» Exercise tasks:
[a] In the text on Earth's size and orbital speed, what is the distance from the Sun to the Earth?
[b] List every distance or speed that the text on Earth's size and orbital speed states together with a unit.
[c] Write the next part of the reasoning about Earth's size and orbital speed, picking up after its final sentence.

» Reading text:
Okay, let me try to figure out this problem. The user mentioned that the Earth’s current diameter is 12,000 km and it orbits the Sun at 30 km/s. Then they ask, if the Earth’s diameter were more than 1 crore (which I think is 10 million in the Indian numbering system), how fast would it move?

First, I need to understand the relationship between the Earth’s diameter and its orbital speed. Wait, orbital speed is related to the radius of the orbit, not the planet’s size. The Earth’s diameter doesn’t directly affect its orbital speed. The orbital speed depends on the mass of the Sun and the distance from the Sun, according to Kepler’s laws. So maybe there’s a misunderstanding here.

But the user is probably assuming that if the Earth’s diameter increases, its orbital speed would change. Maybe they think that a larger Earth would have a different orbital radius? Let’s see. If the Earth’s diameter increases, its radius increases. If the Earth were scaled up, keeping the same density, its mass would increase, but the orbital speed depends on the central mass (the Sun) and the orbital radius. However, if the Earth’s size increases but the orbital radius remains the same, the speed shouldn’t change. But perhaps the question is implying that if the Earth were larger, maybe the orbital radius is scaled up as well?

Wait, the problem states “if the diameter of the earth is more than 1 crore km”. So diameter is 10 million km, which is much larger than the current 12,000 km. That’s a factor of 10,000,000 / 12,000 ≈ 833.33 times larger in diameter. Therefore, the radius is also 833.33 times larger. If the Earth’s radius is scaled up, but if we consider it’s still orbiting the Sun, the orbital radius (distance from the Sun) would need to be considered. However, the problem isn’t clear on whether the orbital radius is the same or if the entire system is scaled up.

Wait, maybe the user is confusing the Earth’s diameter with the orbital radius? Like, thinking that the diameter of the Earth is related to how far it is from the Sun? That’s a common misconception. Let me clarify: the Earth’s diameter is its size, while the orbital radius is the distance from the Sun to the Earth, about 150 million km. These are two different things.

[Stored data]
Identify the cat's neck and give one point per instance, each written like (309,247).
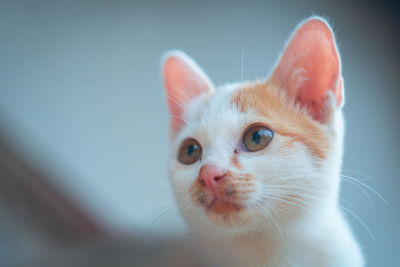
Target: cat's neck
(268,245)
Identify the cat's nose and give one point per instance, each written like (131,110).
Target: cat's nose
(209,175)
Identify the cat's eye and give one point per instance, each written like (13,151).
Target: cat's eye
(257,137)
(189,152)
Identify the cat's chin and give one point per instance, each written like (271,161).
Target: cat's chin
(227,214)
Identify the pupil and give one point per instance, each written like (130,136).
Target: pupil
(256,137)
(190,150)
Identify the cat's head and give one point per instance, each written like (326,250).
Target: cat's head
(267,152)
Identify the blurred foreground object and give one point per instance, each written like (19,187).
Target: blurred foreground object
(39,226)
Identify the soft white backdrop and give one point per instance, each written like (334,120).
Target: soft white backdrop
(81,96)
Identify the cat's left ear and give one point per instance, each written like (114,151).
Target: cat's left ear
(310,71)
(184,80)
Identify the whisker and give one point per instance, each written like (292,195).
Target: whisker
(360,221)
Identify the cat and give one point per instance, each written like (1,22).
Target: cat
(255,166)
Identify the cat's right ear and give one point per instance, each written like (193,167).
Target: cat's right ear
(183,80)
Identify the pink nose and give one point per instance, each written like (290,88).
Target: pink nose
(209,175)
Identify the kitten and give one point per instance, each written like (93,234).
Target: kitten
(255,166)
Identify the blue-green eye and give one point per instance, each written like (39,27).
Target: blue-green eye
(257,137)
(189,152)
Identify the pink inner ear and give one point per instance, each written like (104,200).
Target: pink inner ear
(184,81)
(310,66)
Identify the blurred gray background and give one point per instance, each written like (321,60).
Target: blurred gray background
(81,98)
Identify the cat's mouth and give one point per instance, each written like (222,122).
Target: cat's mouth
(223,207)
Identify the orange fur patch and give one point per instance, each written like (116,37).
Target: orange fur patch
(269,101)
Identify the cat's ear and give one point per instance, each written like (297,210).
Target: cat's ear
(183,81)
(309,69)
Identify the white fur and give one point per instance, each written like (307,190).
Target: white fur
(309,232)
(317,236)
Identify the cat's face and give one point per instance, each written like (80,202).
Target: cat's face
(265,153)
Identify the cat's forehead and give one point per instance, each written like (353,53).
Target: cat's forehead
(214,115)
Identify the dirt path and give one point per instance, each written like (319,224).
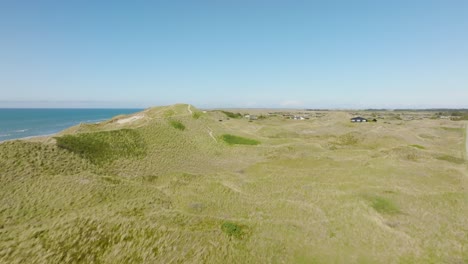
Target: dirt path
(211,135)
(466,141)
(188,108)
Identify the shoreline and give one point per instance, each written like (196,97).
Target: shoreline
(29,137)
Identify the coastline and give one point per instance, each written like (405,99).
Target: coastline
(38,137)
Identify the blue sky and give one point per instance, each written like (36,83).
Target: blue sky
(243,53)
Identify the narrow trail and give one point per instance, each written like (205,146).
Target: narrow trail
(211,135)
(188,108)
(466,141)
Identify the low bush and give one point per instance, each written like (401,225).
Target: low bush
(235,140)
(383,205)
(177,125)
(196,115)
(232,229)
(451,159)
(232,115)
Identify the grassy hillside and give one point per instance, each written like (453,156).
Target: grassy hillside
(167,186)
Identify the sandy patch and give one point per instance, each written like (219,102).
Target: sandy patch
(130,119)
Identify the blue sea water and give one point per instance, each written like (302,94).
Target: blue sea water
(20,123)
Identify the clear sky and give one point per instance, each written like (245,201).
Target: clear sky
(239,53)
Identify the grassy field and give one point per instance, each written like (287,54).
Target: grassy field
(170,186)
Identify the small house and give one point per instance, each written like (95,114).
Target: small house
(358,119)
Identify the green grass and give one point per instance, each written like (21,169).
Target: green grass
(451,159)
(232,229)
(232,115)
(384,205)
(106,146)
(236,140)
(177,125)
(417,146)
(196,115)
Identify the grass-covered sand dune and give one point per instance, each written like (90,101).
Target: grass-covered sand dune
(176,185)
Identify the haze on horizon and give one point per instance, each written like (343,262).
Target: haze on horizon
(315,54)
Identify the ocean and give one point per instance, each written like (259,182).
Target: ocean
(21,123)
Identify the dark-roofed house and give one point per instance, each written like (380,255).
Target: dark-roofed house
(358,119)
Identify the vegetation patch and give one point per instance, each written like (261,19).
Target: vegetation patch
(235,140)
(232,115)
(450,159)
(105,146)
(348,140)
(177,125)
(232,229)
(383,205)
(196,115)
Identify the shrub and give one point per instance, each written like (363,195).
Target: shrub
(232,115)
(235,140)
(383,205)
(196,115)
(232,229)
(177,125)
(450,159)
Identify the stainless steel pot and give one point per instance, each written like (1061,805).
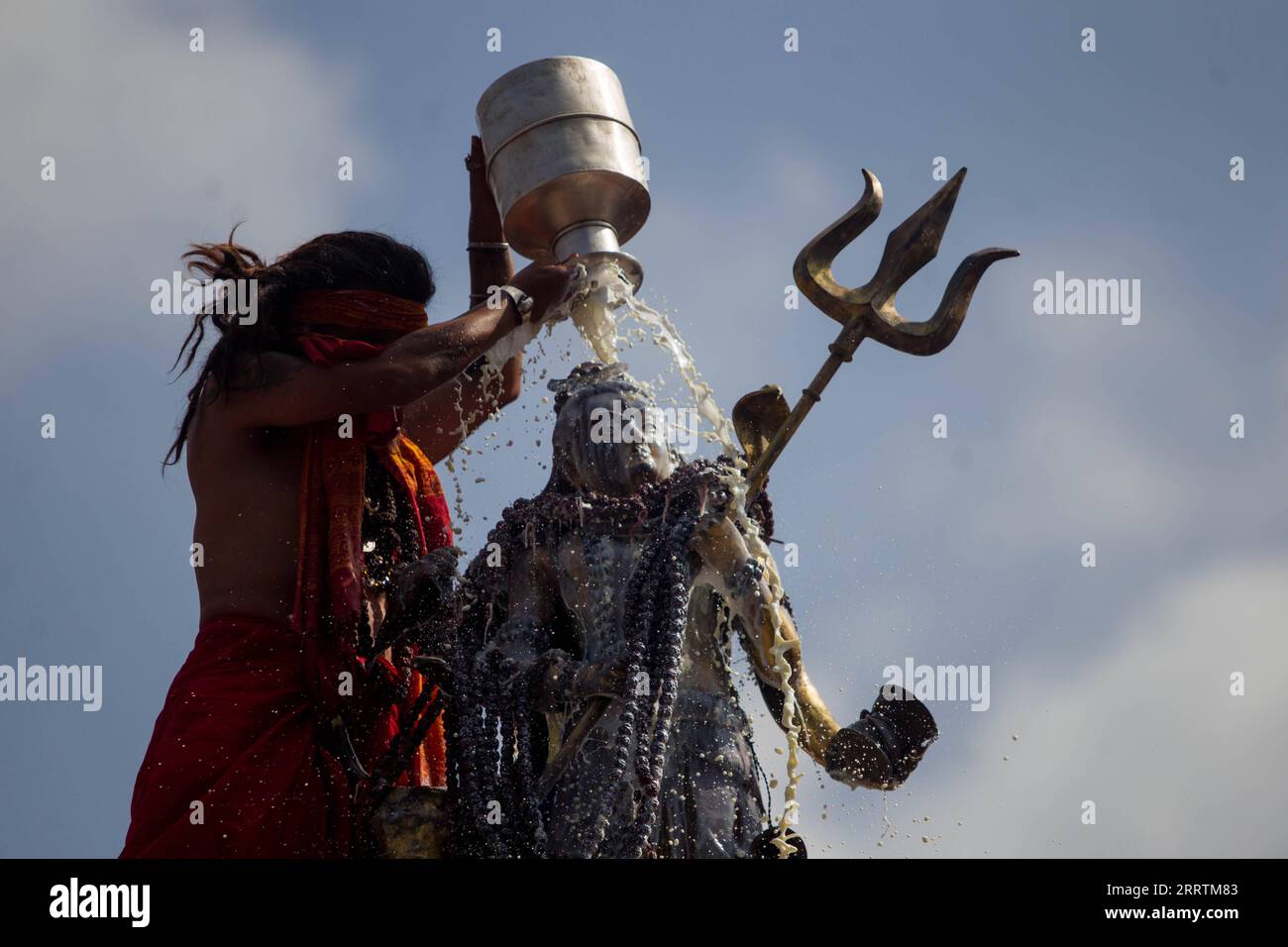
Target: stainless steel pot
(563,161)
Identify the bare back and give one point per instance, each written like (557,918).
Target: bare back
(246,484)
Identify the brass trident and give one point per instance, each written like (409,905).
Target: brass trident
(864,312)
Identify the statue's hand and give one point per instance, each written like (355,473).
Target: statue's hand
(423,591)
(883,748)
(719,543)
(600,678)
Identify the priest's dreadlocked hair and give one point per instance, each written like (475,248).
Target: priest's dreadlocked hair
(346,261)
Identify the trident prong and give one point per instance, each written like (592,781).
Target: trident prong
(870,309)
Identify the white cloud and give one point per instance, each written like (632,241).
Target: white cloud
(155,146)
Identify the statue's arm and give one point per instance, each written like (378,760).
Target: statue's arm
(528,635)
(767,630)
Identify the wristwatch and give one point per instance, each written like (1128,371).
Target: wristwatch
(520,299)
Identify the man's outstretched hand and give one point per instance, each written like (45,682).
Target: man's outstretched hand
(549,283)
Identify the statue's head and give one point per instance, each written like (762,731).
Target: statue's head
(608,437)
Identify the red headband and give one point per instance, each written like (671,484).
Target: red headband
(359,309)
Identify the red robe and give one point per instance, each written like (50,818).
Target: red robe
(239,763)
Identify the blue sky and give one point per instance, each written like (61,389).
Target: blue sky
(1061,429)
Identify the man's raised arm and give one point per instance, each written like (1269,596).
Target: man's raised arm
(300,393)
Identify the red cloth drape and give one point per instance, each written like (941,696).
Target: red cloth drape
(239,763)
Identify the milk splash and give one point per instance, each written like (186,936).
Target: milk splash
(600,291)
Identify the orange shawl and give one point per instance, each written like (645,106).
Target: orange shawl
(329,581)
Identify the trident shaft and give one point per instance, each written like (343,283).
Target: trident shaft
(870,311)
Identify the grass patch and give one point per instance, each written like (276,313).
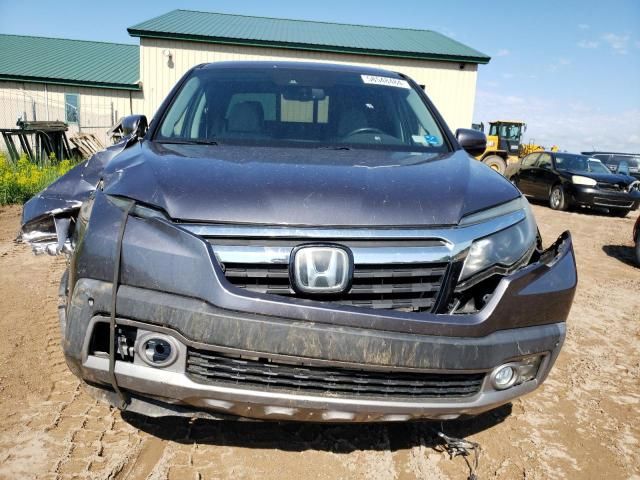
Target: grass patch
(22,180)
...
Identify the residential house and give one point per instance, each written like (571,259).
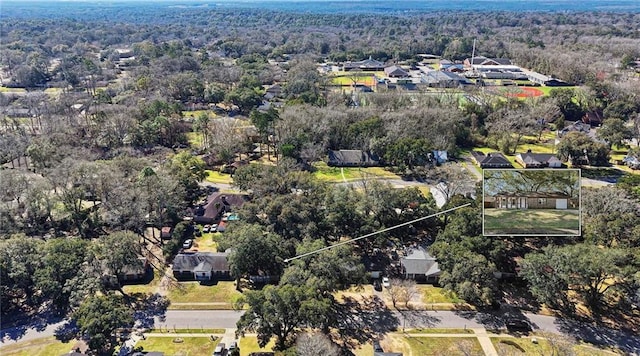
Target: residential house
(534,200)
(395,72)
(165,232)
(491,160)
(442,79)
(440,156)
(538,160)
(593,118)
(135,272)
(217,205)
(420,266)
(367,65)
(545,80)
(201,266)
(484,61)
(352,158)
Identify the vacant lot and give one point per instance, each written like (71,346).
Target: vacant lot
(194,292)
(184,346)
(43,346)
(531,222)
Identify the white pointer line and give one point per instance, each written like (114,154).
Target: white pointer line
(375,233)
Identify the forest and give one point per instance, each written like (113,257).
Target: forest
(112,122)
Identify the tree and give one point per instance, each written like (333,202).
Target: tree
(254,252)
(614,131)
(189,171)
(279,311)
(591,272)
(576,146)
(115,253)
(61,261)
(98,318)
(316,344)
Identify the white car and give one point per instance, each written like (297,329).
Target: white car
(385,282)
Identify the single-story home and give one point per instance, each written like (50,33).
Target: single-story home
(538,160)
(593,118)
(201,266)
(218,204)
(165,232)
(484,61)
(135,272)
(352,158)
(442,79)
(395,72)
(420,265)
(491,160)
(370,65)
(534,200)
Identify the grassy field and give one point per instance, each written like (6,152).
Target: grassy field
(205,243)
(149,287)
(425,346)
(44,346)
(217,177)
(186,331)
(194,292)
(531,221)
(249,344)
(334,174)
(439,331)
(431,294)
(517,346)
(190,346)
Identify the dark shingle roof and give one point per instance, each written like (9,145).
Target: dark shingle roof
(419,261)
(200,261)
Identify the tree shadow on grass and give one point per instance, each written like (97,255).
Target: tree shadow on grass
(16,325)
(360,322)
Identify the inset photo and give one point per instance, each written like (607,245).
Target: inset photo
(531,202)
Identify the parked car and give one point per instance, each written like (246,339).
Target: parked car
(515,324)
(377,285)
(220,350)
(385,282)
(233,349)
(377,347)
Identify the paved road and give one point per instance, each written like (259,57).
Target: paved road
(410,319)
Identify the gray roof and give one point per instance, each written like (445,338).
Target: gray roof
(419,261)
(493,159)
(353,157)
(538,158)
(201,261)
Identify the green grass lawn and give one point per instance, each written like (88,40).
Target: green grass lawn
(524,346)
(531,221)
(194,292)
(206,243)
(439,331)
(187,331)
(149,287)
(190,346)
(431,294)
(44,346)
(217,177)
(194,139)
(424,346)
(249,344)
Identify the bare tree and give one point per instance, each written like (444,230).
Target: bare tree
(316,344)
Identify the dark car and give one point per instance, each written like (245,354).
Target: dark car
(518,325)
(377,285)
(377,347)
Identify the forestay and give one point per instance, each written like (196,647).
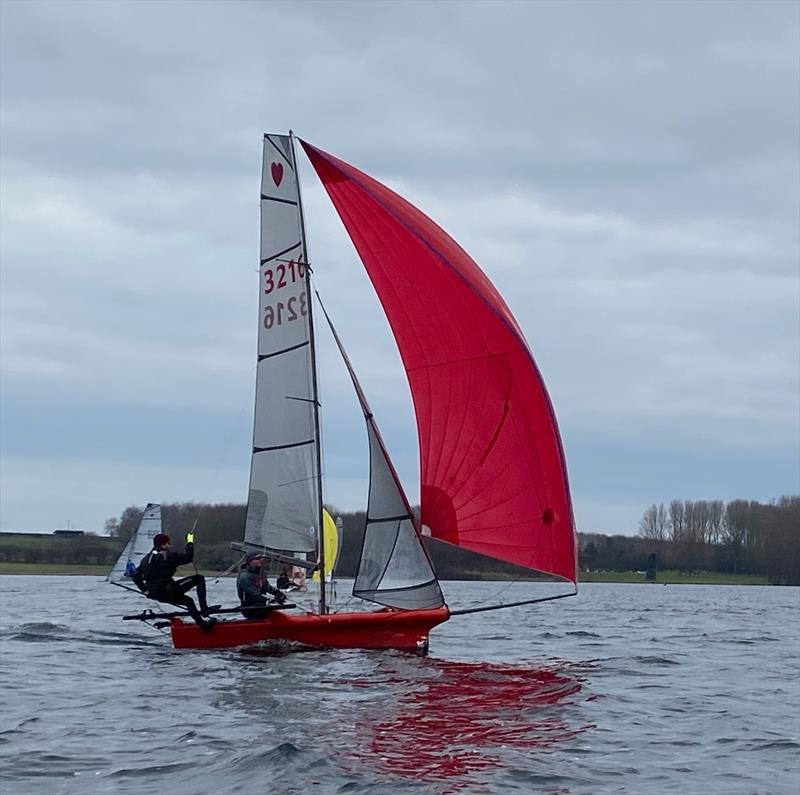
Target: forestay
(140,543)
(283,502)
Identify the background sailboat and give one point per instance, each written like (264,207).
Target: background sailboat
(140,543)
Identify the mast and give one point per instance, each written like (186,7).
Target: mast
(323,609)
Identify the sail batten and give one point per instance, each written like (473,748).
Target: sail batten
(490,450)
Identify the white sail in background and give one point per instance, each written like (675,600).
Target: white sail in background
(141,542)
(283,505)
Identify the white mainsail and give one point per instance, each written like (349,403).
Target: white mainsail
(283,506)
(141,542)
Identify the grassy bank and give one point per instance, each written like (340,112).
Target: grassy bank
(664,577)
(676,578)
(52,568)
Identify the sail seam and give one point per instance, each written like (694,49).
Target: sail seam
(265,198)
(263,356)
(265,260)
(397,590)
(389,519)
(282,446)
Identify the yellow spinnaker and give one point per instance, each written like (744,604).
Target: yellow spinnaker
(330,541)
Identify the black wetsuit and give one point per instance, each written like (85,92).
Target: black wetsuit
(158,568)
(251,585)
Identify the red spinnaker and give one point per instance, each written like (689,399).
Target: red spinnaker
--
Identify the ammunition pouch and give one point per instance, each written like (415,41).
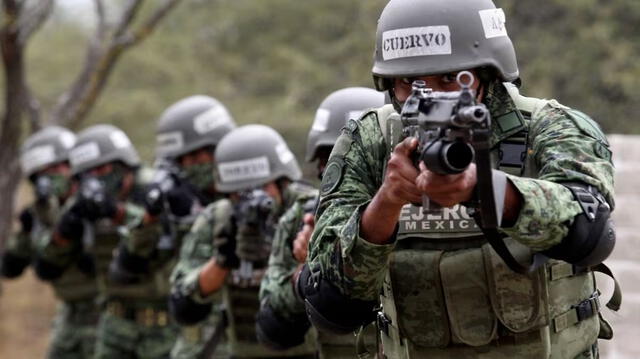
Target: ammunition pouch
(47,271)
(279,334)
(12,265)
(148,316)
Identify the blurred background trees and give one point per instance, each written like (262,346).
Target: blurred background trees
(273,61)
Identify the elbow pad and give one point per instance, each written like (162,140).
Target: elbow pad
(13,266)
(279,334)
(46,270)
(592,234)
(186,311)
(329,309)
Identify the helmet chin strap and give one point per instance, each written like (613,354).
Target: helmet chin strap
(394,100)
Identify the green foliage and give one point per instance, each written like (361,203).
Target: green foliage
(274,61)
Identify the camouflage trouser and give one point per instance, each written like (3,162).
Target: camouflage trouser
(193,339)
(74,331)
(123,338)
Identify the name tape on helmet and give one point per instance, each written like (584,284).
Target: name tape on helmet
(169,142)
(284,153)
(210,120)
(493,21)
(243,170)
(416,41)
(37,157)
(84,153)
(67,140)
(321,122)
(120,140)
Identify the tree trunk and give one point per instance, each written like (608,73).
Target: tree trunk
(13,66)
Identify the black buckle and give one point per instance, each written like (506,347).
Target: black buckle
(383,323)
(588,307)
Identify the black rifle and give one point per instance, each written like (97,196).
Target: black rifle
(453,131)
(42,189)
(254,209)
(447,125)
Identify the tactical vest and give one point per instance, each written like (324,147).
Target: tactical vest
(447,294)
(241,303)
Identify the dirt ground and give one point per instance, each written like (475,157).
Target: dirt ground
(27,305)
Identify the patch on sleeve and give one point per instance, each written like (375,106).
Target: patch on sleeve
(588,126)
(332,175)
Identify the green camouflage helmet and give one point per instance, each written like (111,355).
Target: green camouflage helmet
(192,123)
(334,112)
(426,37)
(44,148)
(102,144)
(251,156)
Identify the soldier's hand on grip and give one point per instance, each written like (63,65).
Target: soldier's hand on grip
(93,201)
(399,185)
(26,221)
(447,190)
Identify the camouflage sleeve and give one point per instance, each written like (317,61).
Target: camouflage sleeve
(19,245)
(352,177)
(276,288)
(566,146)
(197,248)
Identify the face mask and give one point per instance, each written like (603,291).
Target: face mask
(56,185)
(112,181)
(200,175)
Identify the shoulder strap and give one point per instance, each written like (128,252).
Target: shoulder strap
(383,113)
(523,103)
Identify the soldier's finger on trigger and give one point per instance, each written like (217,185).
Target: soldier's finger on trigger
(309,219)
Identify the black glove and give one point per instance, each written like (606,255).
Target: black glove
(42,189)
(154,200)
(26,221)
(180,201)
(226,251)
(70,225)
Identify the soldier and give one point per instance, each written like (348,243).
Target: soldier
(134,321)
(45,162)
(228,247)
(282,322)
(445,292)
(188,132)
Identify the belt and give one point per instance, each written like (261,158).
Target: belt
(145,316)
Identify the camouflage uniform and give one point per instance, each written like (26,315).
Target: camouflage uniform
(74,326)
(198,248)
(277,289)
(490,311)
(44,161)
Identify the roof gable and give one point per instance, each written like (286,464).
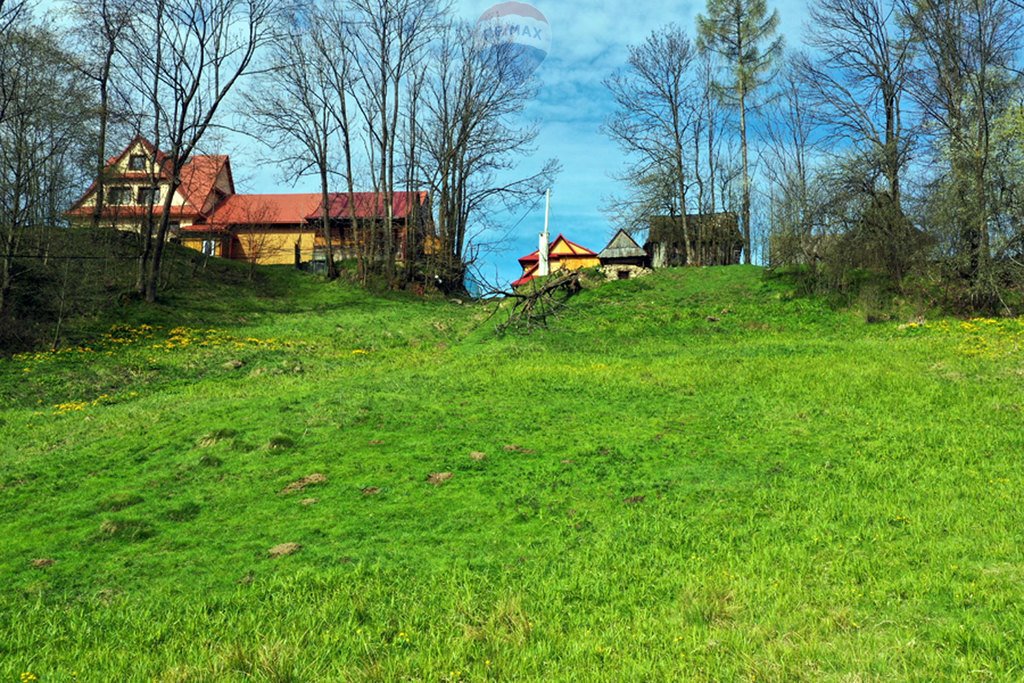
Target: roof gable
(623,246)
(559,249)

» Results in order:
[a] About 150 million km.

[b]
- 12,000 km (Earth's current diameter)
- 30 km/s (Earth's orbital speed)
- 1 crore km, about 10 million km (the proposed larger diameter)
- 150 million km (the distance from the Sun to the Earth)

[c]
So if the Earth’s diameter is increased to 10 million km, making it a much larger planet (probably a gas giant or something), but keeping the same orbital radius (distance from the Sun), then the orbital speed would still be determined by the Sun’s mass and the orbital radius. According to Kepler’s third law, the orbital period squared is proportional to the orbital radius cubed, and the speed is 2πr/T. So if the radius stays the same, the period stays the same, so the speed remains 30 km/s. The size of the planet doesn’t affect this.

But maybe the user is thinking that if the Earth is larger, it needs to move faster to maintain its orbit? That might not be correct. The orbital speed depends on the gravitational pull of the Sun and the orbital radius. The mass of the Earth is negligible compared to the Sun’s mass, so even if Earth were more massive, as long as the orbital radius is the same, the speed would remain roughly the same. Because in the formula for orbital speed, v = sqrt(G*M/r), where M is the Sun’s mass. Earth’s mass doesn’t factor in here.

Alternatively, if both the Earth’s size and the orbital radius are scaled up, maybe proportionally? But the problem only mentions the Earth’s diameter increasing. Let’s see. If the Earth’s diameter is scaled up by a factor, say, from 12,000 km to 10^7 km (10 million km), that’s a factor of 10^7 / 12,000 ≈ 833.33. If the orbital radius is scaled up by the same factor, then the Earth’s orbital radius would be 1.5 x 10^8 km (current) times 833.33, which is 1.25 x 10^11 km. But that’s way beyond the current solar system. However, then the orbital speed would change. Let’s calculate.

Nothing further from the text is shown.